### Quoted passage:
Sharp-eyed readers may have spotted Beethoven's portrait on the wall of the music room hidden by the foliage. One of Liszt's biggest projects was making piano transcriptions of all of Beethoven's nine synphonies. These monumental works were not abridged and contained all of Beethoven's orchestral music, cleverly arranged by Liszt for 10 fingers. When published these transcriptions helped to further Beethoven's legacy at a time when his symphonies were not well known.
 
After some years presenting his son around Germany and Austria, Liszt's father Adam died in 1827, whereupon Liszt and his mother moved to Paris, which was then the center of musical culture in Europe. It was there that Liszt first heard Niccolò Paganini, the Italian violin virtuoso, and resolved to become his equal as a pianist. Readers may remember that Paganini had the same inspiring effect on the Norwegian violinist, Ole Bull, who I wrote about earlier this year in Ole Bull, Adventures in America, part 1. Ole and Liszt met in Paris and became lifelong friends and often performed together.

### Directive A:
Amend the passage about Liszt between "Sharp-eyed readers may" and "not well known.", inclusive, so that "monumental" reads "immense".
### Directive B:
Continue the passage about Liszt, beginning after its final sentence.

### Listing:
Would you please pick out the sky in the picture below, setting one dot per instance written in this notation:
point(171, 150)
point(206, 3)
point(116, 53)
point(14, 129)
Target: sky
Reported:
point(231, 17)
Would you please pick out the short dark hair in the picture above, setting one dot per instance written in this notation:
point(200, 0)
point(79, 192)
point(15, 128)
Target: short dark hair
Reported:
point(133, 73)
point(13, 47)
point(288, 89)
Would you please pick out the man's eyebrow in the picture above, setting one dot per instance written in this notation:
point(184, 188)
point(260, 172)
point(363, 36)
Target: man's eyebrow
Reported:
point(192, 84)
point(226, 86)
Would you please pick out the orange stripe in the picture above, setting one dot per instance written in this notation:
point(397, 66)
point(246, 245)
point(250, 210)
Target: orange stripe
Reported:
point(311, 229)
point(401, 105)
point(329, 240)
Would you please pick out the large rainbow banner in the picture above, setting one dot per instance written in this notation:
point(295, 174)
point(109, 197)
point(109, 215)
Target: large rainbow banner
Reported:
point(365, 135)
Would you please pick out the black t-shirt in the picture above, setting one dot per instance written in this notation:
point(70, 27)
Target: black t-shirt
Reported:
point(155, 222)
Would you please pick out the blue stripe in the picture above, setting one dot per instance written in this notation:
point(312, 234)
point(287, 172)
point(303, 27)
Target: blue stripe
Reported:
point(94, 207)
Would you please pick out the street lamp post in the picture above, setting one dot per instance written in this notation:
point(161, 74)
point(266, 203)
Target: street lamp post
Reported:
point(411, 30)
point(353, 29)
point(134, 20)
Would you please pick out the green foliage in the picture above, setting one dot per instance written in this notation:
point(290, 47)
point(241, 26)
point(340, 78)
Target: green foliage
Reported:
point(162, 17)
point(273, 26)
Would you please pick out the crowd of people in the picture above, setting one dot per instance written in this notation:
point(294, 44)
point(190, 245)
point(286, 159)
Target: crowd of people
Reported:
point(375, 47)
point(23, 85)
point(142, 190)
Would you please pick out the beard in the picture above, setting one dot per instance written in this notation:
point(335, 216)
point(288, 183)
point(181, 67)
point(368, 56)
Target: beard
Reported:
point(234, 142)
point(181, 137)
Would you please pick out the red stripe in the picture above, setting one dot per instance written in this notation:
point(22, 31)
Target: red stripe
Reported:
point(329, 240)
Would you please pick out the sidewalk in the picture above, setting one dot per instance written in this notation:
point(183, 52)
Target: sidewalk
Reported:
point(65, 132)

### Exercise result A:
Sharp-eyed readers may have spotted Beethoven's portrait on the wall of the music room hidden by the foliage. One of Liszt's biggest projects was making piano transcriptions of all of Beethoven's nine synphonies. These immense works were not abridged and contained all of Beethoven's orchestral music, cleverly arranged by Liszt for 10 fingers. When published these transcriptions helped to further Beethoven's legacy at a time when his symphonies were not well known.

### Exercise result B:
With hard work Liszt developed incredible new techniques and styles of playing the piano that transformed him into one of the most celebrated concert artists of his time, appearing at all the major centers of European musical culture. During the course of his life, as well as Ole Bull, Liszt also became the friend and benefactor of many notable musicians including Frédéric Chopin, Charles-Valentin Alkan, Richard Wagner, Hector Berlioz, Robert Schumann, Clara Schumann, Camille Saint-Saëns, Edvard Grieg, Joachim Raff, Mikhail Glinka, and Alexander Borodin. Perhaps his closest connection was with the German opera composer Richard Wagner, (1813–1883), whose operas he promoted by conducting the overtures with his orchestra at Weimar. In 1864 Wagner began a scandalous affair with Liszt's daughter, Cosima, (1837–1930), who was then married to Hans von Bülow, (1830–1894), a conductor of Wagner's music and formerly one of Liszt's most talented piano students. Somehow Liszt continued a close relationship with Cosima, Wagner, and von Bülow, perhaps because his own life with Cosima's mother, Countess Marie d'Agoult, was just as unorthodox. Cosima had three children by Wagner and eventually they married, but needless to say, it was a very complicated era. 
 
On 31 July 1886,  Franz Liszt died at the age of 74 in Bayreuth, Germany. At the time, he was attending the Bayreuth Festival, hosted by his daughter , Cosima Wagner, who would continue the legacy of her late husband, Richard, for nearly 50 more years.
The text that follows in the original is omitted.